┌─ Passage given

With the approaching rainstorm, however, we did not have too much time to waste. We had planned to bike the 4-mile-long (6.5km) Wildlife Drive and wanted to do so before the rain caught up with us. We picked up the Junior Ranger booklets again and then headed out for the bike ride. The Wildlife Drive can be driven, biked or walked and takes visitors along the Blackwater River. It offers excellent views of the local wildlife and has several viewing platforms, boardwalks and side-trails to explore. 

Although we are not big into birding, we were quite amazed at the variety of birds we could see here close up. At the top of the list were ospreys, eagles, and big herons.

Apart from birds, you can also see deer, Delmarva fox squirrels, muskrats and turtles. 

As we had made it half-way through the drive, we could feel raindrops slowly starting to hit us. So, the decision was made to play it safe, turn around and pedal back to the RV. It proved to be the right choice! The second we reached the parking lot it started pouring buckets! We waited out the rain by having some lunch in our RV, and the boys finished filling out their Junior Ranger books. I just love our RV – it is like our own little house anywhere we go! Even if it is just a random parking lot. 

Once the rain subsided, we did not want to take any chances and opted to complete the Wildlife Drive by car. A short stop at the Visitor Center to pick up the boys’ new junior ranger badges and we were ready to get on the road. 

Right before reaching our campground in Chincoteague, I had one more stop on the list – NASA’s Wallops Flight Facility Visitor Center. It contains exhibits highlighting past missions conducted at NASA's Wallops Flight Facility as well as gives an insight into space exploration in general. 

Boys love everything cars, planes and trains, so this was a fun place for them. Although small, the Center had plenty to see for a quick stop.

└─
┌─ Provided records

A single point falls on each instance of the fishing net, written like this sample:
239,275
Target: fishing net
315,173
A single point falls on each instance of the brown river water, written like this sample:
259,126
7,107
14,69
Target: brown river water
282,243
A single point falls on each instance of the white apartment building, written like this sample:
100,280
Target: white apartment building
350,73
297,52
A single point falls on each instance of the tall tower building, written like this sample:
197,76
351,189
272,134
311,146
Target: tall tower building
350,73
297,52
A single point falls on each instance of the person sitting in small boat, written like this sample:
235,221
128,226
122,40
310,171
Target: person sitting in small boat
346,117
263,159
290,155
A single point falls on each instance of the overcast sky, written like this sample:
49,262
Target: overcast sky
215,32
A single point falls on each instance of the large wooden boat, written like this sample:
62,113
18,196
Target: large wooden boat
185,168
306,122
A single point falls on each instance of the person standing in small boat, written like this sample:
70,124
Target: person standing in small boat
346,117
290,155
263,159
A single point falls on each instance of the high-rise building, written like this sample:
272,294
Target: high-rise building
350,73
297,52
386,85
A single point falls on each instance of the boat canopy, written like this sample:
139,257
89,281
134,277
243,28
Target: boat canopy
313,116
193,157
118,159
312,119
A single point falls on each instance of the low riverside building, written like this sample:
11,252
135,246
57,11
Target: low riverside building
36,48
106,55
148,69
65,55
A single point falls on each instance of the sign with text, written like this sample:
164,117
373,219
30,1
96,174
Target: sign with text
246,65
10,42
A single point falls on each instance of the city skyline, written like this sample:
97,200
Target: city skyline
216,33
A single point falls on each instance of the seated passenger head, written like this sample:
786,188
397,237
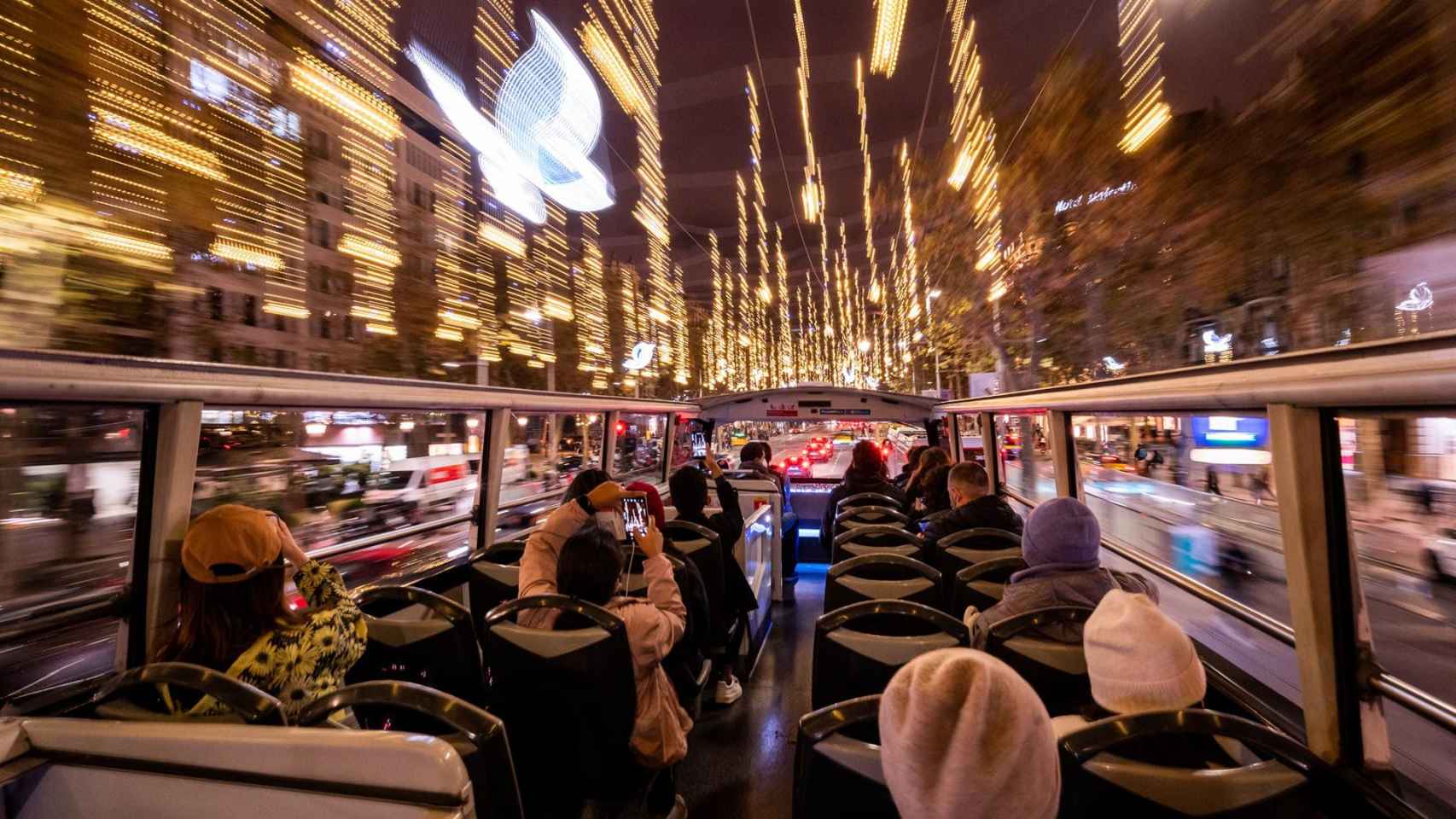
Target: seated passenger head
913,457
1062,532
654,501
967,482
689,491
1138,658
753,451
584,482
232,587
935,489
590,565
964,736
866,460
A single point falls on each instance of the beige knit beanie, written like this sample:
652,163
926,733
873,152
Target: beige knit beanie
964,736
1138,658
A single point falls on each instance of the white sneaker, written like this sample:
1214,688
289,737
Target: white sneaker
727,691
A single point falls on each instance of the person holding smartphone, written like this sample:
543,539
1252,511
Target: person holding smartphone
235,616
573,555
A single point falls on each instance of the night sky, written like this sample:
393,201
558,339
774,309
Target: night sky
705,45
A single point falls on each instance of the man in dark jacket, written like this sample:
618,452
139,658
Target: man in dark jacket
730,595
971,505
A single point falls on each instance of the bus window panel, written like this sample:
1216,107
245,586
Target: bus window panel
1194,493
1400,479
69,485
639,447
1025,457
336,476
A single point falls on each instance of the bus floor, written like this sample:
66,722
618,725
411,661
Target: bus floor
740,759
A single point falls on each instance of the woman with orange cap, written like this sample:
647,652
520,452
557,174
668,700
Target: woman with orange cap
233,616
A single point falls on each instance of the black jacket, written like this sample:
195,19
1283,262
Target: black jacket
855,483
728,595
987,511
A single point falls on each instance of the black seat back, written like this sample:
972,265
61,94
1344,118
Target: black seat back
568,697
495,578
1056,670
422,637
881,577
983,584
877,540
836,763
160,690
1287,779
859,648
475,734
969,547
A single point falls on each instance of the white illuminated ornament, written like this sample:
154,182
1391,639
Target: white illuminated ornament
641,357
1417,300
548,121
1213,342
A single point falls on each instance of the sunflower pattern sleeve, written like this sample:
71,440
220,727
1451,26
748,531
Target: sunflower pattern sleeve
309,660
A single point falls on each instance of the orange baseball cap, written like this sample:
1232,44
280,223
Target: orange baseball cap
230,543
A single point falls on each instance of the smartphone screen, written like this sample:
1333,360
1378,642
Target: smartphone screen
633,517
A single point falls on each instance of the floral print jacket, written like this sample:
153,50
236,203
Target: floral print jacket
309,660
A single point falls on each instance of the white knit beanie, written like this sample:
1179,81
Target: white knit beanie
1138,658
964,736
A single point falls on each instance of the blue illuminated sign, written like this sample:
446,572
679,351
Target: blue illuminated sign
1231,431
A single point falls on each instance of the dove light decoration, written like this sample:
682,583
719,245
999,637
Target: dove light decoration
548,119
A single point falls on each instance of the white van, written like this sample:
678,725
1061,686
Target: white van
428,482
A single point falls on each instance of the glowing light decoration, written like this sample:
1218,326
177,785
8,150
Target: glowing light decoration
548,119
1140,47
890,22
1417,300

└─

**The problem**
Copy out the stretch of the road-trip passage from "Right before reaching" through "exploration in general.".

**Solution**
Right before reaching our campground in Chincoteague, I had one more stop on the list – NASA’s Wallops Flight Facility Visitor Center. It contains exhibits highlighting past missions conducted at NASA's Wallops Flight Facility as well as gives an insight into space exploration in general.